*OBJECTIVE*
Copy the data below line for line, keeping every character unchanged.

-- BEGIN THE INPUT --

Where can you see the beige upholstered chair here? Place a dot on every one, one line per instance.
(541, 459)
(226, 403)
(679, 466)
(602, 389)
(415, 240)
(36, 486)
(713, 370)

-- END THE INPUT --

*FINAL ANSWER*
Where can you see the beige upholstered chair here? Place a dot on every one, one line per instance.
(541, 459)
(226, 403)
(679, 466)
(602, 389)
(415, 240)
(36, 486)
(713, 370)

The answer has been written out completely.